▸ **Instructions to follow**:
Pick out each line of the records that includes the string "below", and copy it.

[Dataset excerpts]
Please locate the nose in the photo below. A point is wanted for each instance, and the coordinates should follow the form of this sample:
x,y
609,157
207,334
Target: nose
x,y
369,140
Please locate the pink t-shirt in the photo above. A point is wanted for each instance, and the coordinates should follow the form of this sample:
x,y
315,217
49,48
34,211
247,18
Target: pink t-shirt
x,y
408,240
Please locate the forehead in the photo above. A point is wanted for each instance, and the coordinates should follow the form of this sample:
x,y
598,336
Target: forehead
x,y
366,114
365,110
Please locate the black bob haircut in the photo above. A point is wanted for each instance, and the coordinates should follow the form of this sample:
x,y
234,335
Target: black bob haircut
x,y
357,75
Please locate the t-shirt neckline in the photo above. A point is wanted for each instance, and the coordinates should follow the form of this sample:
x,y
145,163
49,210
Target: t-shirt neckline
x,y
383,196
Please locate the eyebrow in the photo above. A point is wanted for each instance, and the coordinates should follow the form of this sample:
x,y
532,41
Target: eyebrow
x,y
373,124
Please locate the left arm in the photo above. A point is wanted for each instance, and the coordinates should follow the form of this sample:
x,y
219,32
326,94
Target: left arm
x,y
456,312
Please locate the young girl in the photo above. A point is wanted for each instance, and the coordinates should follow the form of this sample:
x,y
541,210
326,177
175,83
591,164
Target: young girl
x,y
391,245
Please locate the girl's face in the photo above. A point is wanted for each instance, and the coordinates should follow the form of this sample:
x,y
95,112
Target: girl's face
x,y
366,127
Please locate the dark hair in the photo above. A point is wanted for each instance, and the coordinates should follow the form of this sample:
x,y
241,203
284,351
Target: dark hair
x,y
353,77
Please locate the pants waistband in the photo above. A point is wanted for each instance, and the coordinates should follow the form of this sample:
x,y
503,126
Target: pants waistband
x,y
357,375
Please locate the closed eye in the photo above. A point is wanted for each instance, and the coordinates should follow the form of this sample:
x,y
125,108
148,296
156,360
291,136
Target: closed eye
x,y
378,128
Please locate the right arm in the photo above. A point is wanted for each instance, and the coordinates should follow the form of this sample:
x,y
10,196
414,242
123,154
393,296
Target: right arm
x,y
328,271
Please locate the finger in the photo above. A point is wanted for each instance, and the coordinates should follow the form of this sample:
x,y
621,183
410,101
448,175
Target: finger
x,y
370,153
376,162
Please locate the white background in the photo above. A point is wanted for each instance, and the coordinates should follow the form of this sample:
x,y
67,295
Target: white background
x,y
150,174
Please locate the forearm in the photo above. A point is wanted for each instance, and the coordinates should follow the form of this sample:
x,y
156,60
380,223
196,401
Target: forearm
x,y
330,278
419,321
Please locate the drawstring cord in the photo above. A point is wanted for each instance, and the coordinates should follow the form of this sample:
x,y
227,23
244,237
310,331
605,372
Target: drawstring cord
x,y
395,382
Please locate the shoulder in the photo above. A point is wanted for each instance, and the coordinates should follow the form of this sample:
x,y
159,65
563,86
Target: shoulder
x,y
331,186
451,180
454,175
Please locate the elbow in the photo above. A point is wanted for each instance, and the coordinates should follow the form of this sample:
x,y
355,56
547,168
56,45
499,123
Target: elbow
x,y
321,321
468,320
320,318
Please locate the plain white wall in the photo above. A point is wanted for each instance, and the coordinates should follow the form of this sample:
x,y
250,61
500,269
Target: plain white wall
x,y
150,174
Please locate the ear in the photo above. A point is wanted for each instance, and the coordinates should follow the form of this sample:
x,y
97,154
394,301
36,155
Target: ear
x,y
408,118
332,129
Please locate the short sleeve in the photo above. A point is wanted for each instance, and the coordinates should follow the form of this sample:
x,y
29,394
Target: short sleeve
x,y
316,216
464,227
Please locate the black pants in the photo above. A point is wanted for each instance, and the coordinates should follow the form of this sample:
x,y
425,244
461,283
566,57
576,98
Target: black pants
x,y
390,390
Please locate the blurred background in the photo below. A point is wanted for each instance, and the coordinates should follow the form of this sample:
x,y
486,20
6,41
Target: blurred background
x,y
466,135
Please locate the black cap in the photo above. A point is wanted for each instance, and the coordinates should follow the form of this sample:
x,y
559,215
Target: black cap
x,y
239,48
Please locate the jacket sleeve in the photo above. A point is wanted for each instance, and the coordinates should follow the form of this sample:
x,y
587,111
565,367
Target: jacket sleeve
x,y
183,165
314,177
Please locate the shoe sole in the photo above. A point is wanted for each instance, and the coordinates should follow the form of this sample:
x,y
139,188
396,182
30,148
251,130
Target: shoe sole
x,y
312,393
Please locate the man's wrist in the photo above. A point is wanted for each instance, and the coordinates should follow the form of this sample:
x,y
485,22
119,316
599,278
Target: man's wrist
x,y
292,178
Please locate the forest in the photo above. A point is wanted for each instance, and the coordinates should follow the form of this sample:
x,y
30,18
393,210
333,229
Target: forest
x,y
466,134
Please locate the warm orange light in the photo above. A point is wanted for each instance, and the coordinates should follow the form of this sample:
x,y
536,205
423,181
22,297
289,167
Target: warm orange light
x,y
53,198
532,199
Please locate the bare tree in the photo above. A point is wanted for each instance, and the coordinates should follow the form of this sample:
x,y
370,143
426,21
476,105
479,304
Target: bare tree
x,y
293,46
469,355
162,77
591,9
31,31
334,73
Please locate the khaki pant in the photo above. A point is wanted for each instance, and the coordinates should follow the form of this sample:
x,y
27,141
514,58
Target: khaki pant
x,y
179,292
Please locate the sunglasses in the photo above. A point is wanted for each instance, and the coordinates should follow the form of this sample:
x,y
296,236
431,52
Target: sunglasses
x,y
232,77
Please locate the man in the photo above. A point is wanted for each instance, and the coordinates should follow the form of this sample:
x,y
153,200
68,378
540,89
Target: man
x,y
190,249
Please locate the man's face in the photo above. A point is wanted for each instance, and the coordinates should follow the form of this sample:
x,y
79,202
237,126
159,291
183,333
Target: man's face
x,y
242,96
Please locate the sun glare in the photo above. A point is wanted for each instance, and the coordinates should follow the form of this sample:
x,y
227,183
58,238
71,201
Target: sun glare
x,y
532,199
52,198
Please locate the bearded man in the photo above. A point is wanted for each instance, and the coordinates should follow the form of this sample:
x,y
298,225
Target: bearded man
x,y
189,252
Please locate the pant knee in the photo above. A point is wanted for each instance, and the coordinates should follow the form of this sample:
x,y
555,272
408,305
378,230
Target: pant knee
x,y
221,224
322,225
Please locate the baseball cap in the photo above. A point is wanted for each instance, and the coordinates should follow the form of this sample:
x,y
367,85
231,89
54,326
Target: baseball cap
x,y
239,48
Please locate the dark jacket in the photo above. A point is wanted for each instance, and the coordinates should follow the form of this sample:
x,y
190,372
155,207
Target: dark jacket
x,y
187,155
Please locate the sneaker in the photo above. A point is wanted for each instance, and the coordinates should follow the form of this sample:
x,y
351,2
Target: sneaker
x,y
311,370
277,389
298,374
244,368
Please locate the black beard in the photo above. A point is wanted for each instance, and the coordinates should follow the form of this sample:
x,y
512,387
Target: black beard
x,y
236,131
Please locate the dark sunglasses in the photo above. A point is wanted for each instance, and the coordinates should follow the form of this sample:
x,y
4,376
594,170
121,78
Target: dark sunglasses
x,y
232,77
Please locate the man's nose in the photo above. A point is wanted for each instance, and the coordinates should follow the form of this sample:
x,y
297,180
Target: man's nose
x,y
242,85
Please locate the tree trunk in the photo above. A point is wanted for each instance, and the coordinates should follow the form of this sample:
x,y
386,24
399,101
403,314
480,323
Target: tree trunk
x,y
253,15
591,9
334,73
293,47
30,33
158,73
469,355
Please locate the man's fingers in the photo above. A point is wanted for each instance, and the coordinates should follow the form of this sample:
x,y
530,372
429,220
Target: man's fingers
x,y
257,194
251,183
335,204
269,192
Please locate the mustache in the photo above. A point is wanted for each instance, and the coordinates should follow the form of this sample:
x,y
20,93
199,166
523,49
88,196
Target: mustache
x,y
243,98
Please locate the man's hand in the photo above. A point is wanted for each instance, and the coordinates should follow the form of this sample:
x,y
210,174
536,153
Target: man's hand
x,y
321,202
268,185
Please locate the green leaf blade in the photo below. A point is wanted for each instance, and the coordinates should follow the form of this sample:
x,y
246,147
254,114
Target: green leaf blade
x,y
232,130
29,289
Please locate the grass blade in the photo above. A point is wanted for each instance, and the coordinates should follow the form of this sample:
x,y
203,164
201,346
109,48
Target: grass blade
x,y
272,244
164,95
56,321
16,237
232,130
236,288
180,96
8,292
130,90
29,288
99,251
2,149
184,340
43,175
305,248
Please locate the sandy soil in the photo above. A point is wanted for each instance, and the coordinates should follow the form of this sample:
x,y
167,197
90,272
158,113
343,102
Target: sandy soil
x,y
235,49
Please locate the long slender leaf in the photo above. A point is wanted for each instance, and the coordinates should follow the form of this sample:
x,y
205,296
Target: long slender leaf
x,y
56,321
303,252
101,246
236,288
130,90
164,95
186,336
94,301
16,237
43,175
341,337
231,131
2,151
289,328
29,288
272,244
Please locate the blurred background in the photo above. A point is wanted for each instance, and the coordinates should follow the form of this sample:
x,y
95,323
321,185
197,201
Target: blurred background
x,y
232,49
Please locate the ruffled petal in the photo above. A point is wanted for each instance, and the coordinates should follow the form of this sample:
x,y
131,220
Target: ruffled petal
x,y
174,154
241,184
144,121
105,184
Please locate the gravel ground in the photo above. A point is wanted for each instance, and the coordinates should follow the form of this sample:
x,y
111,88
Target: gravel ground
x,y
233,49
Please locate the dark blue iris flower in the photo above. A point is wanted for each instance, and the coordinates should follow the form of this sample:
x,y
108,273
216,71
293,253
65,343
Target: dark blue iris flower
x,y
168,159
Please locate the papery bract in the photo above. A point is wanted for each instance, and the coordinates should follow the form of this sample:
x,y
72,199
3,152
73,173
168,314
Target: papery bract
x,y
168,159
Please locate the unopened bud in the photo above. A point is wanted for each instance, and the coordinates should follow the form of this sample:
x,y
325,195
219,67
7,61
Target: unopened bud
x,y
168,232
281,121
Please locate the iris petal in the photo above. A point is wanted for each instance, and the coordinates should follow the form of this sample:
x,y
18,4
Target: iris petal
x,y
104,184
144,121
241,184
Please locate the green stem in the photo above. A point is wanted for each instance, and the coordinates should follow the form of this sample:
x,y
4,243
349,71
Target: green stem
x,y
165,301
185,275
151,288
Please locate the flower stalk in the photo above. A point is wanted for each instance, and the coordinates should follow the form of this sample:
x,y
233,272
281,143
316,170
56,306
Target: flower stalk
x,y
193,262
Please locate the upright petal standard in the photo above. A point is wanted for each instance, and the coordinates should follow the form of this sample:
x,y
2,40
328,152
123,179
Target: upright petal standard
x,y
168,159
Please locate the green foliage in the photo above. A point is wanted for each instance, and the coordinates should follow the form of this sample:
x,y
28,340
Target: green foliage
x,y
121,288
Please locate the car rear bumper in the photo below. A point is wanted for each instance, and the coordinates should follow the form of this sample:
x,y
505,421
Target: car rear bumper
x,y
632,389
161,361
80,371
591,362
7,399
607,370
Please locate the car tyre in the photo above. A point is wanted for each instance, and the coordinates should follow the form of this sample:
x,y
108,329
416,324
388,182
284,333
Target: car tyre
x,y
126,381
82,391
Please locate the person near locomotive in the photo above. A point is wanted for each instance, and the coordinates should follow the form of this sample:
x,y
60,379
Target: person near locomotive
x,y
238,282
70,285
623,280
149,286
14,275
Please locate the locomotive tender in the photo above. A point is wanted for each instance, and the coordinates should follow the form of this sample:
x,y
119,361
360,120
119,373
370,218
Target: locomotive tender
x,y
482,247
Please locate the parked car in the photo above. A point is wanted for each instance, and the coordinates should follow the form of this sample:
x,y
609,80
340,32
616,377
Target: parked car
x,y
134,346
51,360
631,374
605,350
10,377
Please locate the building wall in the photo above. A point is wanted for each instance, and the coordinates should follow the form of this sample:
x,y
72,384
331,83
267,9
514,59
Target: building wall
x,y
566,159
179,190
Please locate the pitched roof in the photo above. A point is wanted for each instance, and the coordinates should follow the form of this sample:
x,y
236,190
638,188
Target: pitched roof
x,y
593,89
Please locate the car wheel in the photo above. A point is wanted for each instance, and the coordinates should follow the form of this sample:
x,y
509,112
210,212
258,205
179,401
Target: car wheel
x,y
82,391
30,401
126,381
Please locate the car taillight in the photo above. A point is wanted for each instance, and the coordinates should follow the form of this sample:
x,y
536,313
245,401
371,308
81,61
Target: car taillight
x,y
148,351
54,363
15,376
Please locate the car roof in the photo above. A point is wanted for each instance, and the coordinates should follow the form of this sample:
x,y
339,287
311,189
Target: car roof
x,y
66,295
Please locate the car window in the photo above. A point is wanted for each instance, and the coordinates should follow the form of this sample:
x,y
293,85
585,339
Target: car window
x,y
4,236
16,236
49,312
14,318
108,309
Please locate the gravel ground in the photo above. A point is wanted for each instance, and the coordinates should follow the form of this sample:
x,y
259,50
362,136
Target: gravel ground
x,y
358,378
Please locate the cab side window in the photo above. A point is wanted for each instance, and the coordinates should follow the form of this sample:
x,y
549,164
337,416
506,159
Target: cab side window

▸ **Task answer**:
Please locate the nose in the photo below. A point is wanted for each instance, and the coordinates should follow the form of this sample:
Please locate the blurred background in the photo below. A point is wanted for each instance, and the coordinates should follow the form of this sample:
Please locate the green leaf blade in the photo below. A point is wanted for each instance, and the coordinates should follow the form of this sample:
Please locate the car rear bumper in the photo below. A point is wanted for each instance, and the coordinates should follow the form of this sample:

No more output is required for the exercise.